(Data items)
<<<<

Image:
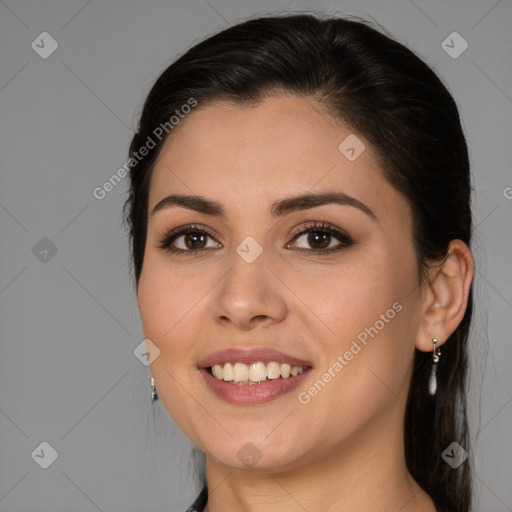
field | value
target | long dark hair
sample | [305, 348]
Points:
[385, 92]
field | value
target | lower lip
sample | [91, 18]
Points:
[248, 394]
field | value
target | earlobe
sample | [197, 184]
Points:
[446, 297]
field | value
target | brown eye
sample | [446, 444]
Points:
[187, 240]
[321, 239]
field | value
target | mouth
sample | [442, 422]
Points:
[255, 373]
[247, 377]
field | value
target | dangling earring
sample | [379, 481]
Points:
[154, 394]
[432, 382]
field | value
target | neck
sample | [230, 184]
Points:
[366, 472]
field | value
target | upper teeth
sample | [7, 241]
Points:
[256, 372]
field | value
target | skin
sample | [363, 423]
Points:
[344, 449]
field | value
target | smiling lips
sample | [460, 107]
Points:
[246, 377]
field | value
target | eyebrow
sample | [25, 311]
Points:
[278, 209]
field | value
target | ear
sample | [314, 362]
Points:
[446, 295]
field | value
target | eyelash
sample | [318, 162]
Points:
[313, 227]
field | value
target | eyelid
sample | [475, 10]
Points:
[321, 226]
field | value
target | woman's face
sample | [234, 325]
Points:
[347, 304]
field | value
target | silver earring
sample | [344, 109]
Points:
[154, 394]
[432, 382]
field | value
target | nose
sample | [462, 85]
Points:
[250, 295]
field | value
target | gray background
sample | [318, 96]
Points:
[69, 321]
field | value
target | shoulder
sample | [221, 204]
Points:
[200, 502]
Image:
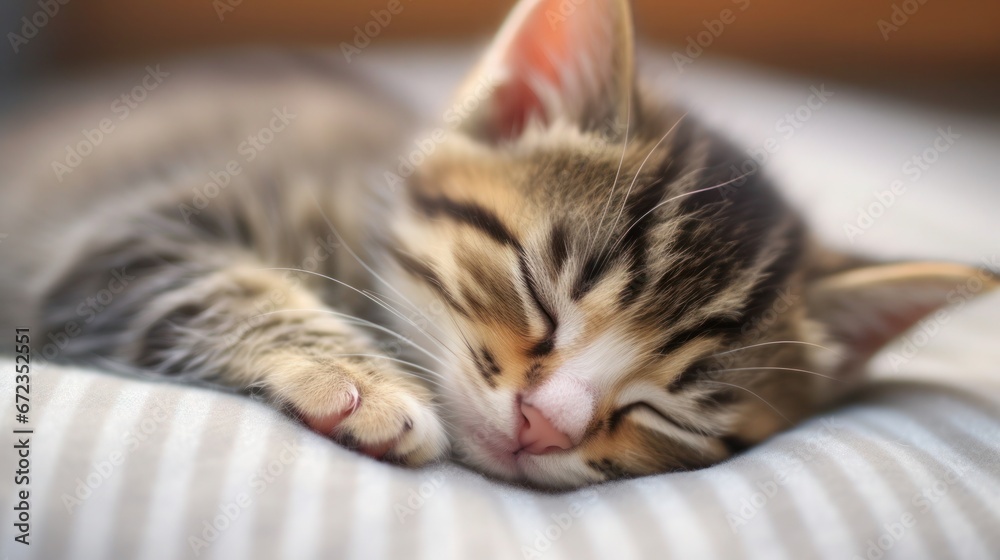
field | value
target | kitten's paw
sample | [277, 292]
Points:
[372, 408]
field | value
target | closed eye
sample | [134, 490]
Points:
[547, 343]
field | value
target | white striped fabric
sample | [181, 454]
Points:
[129, 469]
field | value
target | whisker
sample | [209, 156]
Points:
[614, 185]
[363, 293]
[671, 199]
[778, 342]
[635, 177]
[778, 368]
[754, 394]
[365, 322]
[397, 360]
[429, 335]
[351, 251]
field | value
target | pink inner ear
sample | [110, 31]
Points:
[539, 51]
[891, 324]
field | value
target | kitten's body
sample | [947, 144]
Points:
[590, 293]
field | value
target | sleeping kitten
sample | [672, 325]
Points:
[566, 285]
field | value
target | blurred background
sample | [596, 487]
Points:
[936, 50]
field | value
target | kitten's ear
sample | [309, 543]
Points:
[553, 60]
[864, 308]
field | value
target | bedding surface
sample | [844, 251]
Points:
[124, 468]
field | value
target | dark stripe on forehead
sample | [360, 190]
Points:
[558, 247]
[591, 273]
[468, 213]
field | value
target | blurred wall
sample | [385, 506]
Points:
[947, 39]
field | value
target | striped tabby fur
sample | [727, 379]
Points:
[571, 227]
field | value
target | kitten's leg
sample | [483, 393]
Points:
[247, 326]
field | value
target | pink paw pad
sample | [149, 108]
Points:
[327, 424]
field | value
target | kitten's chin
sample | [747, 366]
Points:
[501, 461]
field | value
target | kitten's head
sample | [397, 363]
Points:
[605, 296]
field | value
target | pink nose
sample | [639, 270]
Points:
[538, 435]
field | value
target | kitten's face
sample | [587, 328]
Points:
[605, 297]
[600, 303]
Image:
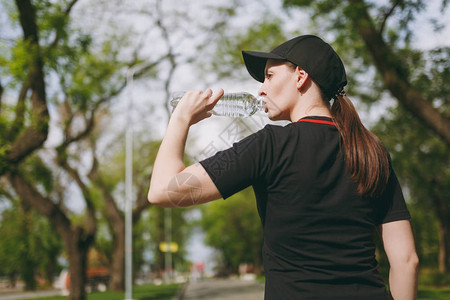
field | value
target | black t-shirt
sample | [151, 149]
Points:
[318, 233]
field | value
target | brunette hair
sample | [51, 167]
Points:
[365, 156]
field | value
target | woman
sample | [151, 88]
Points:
[323, 183]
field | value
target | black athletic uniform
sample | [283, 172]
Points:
[318, 233]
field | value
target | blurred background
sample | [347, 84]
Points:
[78, 76]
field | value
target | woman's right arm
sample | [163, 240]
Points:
[399, 245]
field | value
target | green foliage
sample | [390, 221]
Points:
[233, 228]
[262, 36]
[421, 160]
[154, 225]
[37, 171]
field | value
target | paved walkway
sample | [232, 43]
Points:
[224, 289]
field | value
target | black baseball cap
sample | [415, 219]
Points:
[310, 53]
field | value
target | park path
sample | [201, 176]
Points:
[224, 289]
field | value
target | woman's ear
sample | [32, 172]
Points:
[302, 76]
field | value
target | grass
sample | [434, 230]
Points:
[144, 292]
[433, 293]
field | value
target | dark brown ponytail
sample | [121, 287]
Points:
[365, 157]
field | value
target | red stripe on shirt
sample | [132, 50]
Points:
[317, 121]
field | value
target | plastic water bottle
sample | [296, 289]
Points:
[237, 105]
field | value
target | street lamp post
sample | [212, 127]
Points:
[129, 188]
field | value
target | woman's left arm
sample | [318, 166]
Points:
[172, 183]
[399, 245]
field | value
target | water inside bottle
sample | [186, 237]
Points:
[237, 105]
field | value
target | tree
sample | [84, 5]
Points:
[233, 228]
[384, 45]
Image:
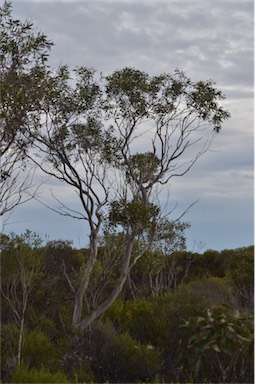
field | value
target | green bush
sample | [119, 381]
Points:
[25, 375]
[219, 347]
[126, 360]
[38, 350]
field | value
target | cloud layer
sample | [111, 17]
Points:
[206, 39]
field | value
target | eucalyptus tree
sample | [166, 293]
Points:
[23, 65]
[115, 140]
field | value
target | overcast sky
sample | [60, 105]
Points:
[206, 39]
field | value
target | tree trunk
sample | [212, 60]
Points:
[79, 296]
[94, 314]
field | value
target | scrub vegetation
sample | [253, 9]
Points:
[134, 306]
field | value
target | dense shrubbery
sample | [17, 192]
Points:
[197, 329]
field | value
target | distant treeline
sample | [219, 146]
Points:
[182, 318]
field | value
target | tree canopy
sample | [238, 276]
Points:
[114, 140]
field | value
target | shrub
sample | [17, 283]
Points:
[39, 351]
[219, 347]
[25, 375]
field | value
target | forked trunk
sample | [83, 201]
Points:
[116, 291]
[79, 296]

>>>>

Repeat the preceding records precisely, and leave every picture out of the copy.

Solution for this problem:
Image:
field | value
target | long dark hair
sample | [305, 348]
Points:
[385, 92]
field | value
target | lower lip
sample | [91, 18]
Points:
[248, 394]
field | value
target | earlobe
sample | [197, 184]
Points:
[446, 297]
field | value
target | brown eye
sample | [446, 444]
Points:
[187, 240]
[321, 239]
field | value
target | mouth
sample | [442, 422]
Points:
[255, 373]
[247, 377]
field | value
target | dangling earring
sample | [379, 481]
Points:
[154, 394]
[432, 382]
field | value
target | neck
sample | [230, 184]
Points:
[366, 472]
field | value
target | upper teeth
sample | [7, 241]
Points:
[256, 372]
field | value
target | skin
sample | [363, 423]
Points:
[344, 449]
field | value
target | smiling lips
sample | [460, 107]
Points:
[246, 377]
field | value
target | eyebrow
sample | [25, 311]
Points:
[278, 209]
field | value
target | ear
sample | [314, 362]
Points:
[446, 295]
field | value
target | eyelash
sample | [318, 162]
Points:
[313, 227]
field | value
target | eyelid
sample | [475, 10]
Points:
[321, 226]
field | value
target | woman's face
sample | [234, 325]
Points:
[347, 304]
field | value
target | silver earring
sample | [344, 109]
Points:
[154, 394]
[432, 382]
field | value
target | nose
sample | [462, 85]
Points:
[250, 295]
field | value
target | gray background
sample | [318, 96]
Points:
[69, 321]
field | value
target | shoulder
sample | [221, 204]
Points:
[200, 502]
Image:
field | value
target | kitten's paw
sample | [277, 292]
Points:
[372, 408]
field | value
target | closed eye
sample | [134, 490]
Points:
[547, 343]
field | value
target | white striped fabric
sample | [181, 454]
Points:
[129, 469]
field | value
target | whisker
sample | [209, 156]
Points:
[614, 185]
[363, 293]
[671, 199]
[778, 342]
[635, 177]
[778, 368]
[754, 394]
[365, 322]
[397, 360]
[429, 335]
[351, 251]
field | value
target | pink inner ear
sample | [110, 31]
Points:
[539, 51]
[891, 324]
field | value
target | kitten's body
sample | [947, 144]
Points:
[590, 293]
field | value
target | sleeping kitten
sample | [672, 325]
Points:
[566, 285]
field | value
target | blurred background
sample | [596, 487]
Points:
[936, 50]
field | value
target | kitten's ear
sample | [309, 543]
Points:
[553, 60]
[864, 308]
field | value
target | bedding surface
sample | [844, 251]
Points:
[124, 468]
field | value
target | dark stripe on forehead
sample | [360, 190]
Points:
[558, 247]
[591, 273]
[468, 213]
field | value
target | blurred wall
sample | [385, 506]
Points:
[947, 39]
field | value
target | striped tabby fur
sample | [727, 379]
Points:
[571, 227]
field | value
target | kitten's leg
sample | [483, 393]
Points:
[247, 326]
field | value
target | pink paw pad
sample | [149, 108]
Points:
[327, 424]
field | value
target | kitten's chin
sample | [747, 366]
Points:
[501, 461]
field | value
target | kitten's head
sample | [397, 363]
Points:
[605, 296]
field | value
target | pink nose
sample | [639, 270]
Points:
[538, 435]
field | value
target | kitten's face
sample | [587, 328]
Points:
[605, 297]
[600, 303]
Image:
field | value
target | black t-shirt
sample | [151, 149]
Points:
[318, 233]
field | value
target | brunette hair
sample | [51, 167]
Points:
[365, 156]
field | value
target | woman
sample | [151, 88]
Points:
[323, 183]
field | value
target | black athletic uniform
sample | [283, 172]
Points:
[318, 233]
field | value
target | blurred background
sample | [347, 84]
Points:
[78, 76]
field | value
target | woman's right arm
sample | [163, 240]
Points:
[399, 245]
field | value
target | green foliage
sample | [390, 221]
Points:
[233, 228]
[262, 36]
[421, 160]
[154, 225]
[37, 171]
field | value
target | paved walkway
sample | [232, 43]
Points:
[224, 289]
field | value
target | black baseball cap
sample | [415, 219]
Points:
[310, 53]
field | value
target | park path
sample | [201, 176]
Points:
[224, 289]
field | value
target | woman's ear
sample | [32, 172]
Points:
[302, 76]
field | value
target | grass
sample | [434, 230]
Points:
[144, 292]
[433, 293]
field | value
target | dark brown ponytail
sample | [121, 287]
Points:
[365, 157]
field | value
target | red stripe on shirt
sample | [132, 50]
Points:
[317, 121]
field | value
target | plastic water bottle
sample | [296, 289]
Points:
[237, 105]
field | value
target | street lamp post
sample | [212, 127]
Points:
[129, 188]
field | value
target | woman's left arm
sample | [318, 166]
Points:
[172, 183]
[399, 245]
field | value
target | water inside bottle
sample | [186, 237]
Points:
[237, 105]
field | value
target | tree
sample | [84, 5]
Points:
[233, 228]
[384, 45]
Image:
field | value
target | green bush
sample | [119, 381]
Points:
[25, 375]
[219, 347]
[126, 360]
[38, 350]
field | value
target | cloud layer
sample | [111, 17]
Points:
[206, 39]
field | value
target | eucalyptus tree
sample | [166, 293]
Points:
[23, 65]
[115, 140]
field | value
target | overcast sky
sample | [60, 105]
Points:
[206, 39]
field | value
target | tree trunk
sample | [212, 60]
Points:
[79, 296]
[94, 314]
field | value
target | scrub vegetation
sample | [253, 9]
Points:
[134, 306]
field | value
target | dense shrubbery
sample | [17, 192]
Points:
[197, 329]
field | value
target | distant treeline
sample | [219, 146]
Points:
[182, 318]
field | value
target | tree canopy
sample | [238, 276]
Points:
[114, 140]
field | value
target | shrub
sample | [17, 283]
Points:
[39, 351]
[219, 347]
[25, 375]
field | value
target | forked trunk
sample | [83, 201]
Points:
[116, 291]
[79, 296]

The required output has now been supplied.